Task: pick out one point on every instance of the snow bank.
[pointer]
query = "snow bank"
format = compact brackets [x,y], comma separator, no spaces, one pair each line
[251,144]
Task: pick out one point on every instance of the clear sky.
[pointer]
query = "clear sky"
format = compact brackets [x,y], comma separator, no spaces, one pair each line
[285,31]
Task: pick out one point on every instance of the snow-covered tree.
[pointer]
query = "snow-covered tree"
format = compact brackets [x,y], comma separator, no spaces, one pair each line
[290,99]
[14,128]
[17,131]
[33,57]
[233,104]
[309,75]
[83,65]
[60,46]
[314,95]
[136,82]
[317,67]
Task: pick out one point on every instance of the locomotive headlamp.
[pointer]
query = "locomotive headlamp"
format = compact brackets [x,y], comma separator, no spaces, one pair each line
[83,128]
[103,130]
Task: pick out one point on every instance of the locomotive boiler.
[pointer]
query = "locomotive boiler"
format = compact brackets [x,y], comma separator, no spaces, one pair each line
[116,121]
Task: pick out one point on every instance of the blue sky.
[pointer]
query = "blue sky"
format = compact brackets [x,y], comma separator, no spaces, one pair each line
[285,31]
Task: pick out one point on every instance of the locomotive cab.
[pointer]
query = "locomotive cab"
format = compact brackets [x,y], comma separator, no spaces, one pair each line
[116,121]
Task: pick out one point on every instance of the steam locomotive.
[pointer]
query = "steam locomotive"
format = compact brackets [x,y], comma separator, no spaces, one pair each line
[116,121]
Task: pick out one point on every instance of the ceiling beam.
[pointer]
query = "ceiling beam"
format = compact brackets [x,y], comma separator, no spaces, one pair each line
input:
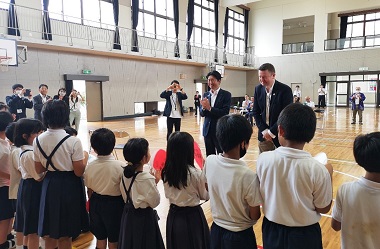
[229,3]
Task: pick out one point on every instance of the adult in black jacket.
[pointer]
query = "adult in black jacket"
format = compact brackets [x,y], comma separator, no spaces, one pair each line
[39,100]
[174,95]
[18,102]
[215,104]
[273,96]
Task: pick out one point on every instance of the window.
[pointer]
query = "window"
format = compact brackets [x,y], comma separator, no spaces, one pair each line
[235,41]
[156,19]
[96,13]
[204,24]
[4,4]
[363,25]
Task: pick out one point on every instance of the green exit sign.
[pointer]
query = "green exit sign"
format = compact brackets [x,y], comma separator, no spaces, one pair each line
[86,71]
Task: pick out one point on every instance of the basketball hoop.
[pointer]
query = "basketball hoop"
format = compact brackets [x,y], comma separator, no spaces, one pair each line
[4,63]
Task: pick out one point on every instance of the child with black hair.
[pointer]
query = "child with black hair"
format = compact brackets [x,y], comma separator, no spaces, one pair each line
[295,187]
[357,204]
[62,207]
[102,178]
[139,226]
[233,187]
[6,207]
[15,178]
[29,194]
[186,225]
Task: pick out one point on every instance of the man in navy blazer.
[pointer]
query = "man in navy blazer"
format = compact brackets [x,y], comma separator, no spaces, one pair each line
[273,96]
[215,104]
[39,100]
[174,95]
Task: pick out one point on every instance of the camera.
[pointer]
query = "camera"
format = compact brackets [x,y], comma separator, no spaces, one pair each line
[27,92]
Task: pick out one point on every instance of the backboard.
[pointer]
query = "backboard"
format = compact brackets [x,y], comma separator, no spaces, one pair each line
[8,52]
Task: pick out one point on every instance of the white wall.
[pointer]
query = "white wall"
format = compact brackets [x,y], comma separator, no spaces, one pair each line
[130,80]
[305,68]
[267,18]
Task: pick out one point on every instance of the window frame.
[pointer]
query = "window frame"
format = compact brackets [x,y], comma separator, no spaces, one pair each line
[155,15]
[62,14]
[202,27]
[235,38]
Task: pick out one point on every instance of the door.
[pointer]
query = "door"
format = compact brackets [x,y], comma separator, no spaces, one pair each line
[94,101]
[342,93]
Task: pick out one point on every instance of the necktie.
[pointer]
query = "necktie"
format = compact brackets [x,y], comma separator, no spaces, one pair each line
[267,109]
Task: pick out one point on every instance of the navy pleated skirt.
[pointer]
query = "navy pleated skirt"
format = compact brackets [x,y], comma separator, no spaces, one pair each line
[63,205]
[28,203]
[139,229]
[187,228]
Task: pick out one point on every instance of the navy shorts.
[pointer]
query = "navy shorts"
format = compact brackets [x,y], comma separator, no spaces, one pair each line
[283,237]
[6,205]
[105,216]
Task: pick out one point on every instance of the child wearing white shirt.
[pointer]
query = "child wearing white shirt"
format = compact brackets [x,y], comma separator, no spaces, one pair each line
[233,187]
[139,223]
[357,204]
[186,225]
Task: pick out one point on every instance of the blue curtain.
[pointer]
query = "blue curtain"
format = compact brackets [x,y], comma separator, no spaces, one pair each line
[216,18]
[190,25]
[116,39]
[246,15]
[135,21]
[12,20]
[225,36]
[46,27]
[176,26]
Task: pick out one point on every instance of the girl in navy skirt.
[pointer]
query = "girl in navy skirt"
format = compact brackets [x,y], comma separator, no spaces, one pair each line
[29,193]
[186,226]
[139,225]
[6,208]
[62,205]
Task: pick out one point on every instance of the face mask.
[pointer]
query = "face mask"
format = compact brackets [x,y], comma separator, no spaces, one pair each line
[243,151]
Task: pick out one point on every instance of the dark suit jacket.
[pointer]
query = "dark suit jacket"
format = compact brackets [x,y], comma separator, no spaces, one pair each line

★ ★ ★

Short exercise = Reproduce exactly, with nothing added, the lines from the one that contains "Task: pick out one point on every instance of the girl" to the end of the data.

Response to the task =
Task: pick out one point on every instance of the girl in navy skirt.
[pointer]
query = "girl in navy skirt"
format = compact brackets [x,y], comma separator, no spaces, one pair each line
[29,193]
[186,226]
[139,225]
[6,208]
[62,205]
Task: pick out one point on every instance of the face mask.
[pointer]
query = "face mask"
format = compact brackets [x,y], comma separator, no spaces, one pair each line
[243,151]
Task: pick out one point on every instance of the dark suit jacket.
[pointer]
query = "dark suit jacket"
format = compact brackets [x,y], comma separator, no spaces, one pair each line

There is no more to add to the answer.